***** DATA SECTION
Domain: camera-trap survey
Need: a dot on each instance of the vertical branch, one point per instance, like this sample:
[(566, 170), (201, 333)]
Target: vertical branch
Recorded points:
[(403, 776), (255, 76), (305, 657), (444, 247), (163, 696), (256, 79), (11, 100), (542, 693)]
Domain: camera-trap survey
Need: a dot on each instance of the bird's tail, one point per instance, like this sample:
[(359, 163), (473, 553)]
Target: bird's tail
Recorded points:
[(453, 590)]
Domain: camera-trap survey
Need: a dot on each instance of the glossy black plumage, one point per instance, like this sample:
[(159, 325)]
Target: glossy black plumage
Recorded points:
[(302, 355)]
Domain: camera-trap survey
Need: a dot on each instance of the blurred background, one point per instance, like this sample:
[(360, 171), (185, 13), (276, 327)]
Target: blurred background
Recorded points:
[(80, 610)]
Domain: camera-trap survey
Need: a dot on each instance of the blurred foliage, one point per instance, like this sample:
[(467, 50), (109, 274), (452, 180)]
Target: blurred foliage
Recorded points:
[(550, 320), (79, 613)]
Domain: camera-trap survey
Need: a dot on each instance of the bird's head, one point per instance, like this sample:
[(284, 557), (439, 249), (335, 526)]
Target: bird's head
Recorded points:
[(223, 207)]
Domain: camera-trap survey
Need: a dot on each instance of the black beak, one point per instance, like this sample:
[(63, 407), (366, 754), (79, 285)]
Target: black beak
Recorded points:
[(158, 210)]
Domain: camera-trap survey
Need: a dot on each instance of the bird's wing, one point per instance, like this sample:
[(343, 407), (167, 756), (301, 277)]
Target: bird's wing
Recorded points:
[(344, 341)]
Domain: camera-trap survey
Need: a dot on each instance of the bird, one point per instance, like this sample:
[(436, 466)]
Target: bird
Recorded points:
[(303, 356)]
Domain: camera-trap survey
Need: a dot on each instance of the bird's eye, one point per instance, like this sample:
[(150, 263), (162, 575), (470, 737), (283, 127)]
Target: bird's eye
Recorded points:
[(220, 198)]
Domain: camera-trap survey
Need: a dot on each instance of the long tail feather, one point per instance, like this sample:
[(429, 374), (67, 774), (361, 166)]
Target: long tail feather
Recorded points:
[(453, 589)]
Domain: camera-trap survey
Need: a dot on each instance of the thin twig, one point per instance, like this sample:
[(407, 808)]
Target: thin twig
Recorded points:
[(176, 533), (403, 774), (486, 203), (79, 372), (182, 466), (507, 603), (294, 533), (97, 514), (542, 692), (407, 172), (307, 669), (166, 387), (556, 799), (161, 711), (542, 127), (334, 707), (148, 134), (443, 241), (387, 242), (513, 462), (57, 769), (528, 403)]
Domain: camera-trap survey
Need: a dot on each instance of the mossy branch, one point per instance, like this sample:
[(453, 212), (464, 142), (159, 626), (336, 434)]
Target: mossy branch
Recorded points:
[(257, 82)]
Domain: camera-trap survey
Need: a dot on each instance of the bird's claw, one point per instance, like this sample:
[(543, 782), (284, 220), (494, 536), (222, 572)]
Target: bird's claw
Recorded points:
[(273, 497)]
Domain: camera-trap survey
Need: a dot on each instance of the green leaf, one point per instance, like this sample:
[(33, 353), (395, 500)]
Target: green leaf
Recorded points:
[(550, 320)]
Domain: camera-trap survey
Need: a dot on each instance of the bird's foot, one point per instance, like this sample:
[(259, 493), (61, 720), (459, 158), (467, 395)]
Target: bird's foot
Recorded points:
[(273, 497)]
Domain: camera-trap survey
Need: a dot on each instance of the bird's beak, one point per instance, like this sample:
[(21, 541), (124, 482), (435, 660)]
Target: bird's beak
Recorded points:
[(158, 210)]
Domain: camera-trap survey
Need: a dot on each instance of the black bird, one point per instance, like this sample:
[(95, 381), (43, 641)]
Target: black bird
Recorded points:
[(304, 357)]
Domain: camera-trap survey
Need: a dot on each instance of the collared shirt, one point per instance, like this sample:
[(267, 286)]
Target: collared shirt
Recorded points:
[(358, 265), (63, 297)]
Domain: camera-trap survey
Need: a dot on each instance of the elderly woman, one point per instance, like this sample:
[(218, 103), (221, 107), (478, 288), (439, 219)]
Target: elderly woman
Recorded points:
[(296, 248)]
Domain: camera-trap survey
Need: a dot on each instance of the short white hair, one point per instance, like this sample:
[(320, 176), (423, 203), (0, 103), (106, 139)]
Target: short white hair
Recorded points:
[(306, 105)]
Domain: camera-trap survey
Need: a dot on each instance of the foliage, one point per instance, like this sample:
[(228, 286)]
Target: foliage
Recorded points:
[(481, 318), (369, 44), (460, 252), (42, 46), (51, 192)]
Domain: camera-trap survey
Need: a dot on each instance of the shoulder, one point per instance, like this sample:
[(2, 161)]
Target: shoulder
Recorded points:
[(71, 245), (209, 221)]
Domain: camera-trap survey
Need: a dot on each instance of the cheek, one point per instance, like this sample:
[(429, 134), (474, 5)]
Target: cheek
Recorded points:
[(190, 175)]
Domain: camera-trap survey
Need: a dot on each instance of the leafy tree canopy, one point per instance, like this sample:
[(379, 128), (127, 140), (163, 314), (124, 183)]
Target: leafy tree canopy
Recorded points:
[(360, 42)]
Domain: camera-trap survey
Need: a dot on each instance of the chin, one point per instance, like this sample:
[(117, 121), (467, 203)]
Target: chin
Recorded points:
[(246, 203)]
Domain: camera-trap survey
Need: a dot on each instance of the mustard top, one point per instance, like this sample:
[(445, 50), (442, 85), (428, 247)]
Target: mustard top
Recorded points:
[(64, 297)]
**********
**AIM OF THE TASK:** Please write out the part of the material that opens with its first line and closes with the line containing "[(80, 610)]", both ends included, reproducing each line exactly.

**EXERCISE SOLUTION:**
Domain: camera-trap survey
Need: a dot on each instance of the vertical branch, one point per instance, like this sample:
[(566, 170), (201, 333)]
Target: vertical branch
Recorded points:
[(403, 776), (255, 76), (305, 657), (444, 247), (163, 696), (256, 79), (11, 100), (542, 693)]
Domain: camera-trap survey
Need: a dot on each instance of the bird's tail, one point per instance, like this sample:
[(359, 163), (473, 553)]
Target: bird's tail
Recorded points:
[(453, 590)]
Domain: camera-trap survey
Need: a dot on each instance of the glossy black plumage, one point per instance, like this sample:
[(159, 325)]
Target: glossy black plumage
Recorded points:
[(302, 355)]
Domain: camera-trap survey
Need: a dot on each instance of the blurred background, one point per instance, like this sample:
[(360, 171), (185, 13), (276, 327)]
Target: blurred background
Recorded points:
[(80, 610)]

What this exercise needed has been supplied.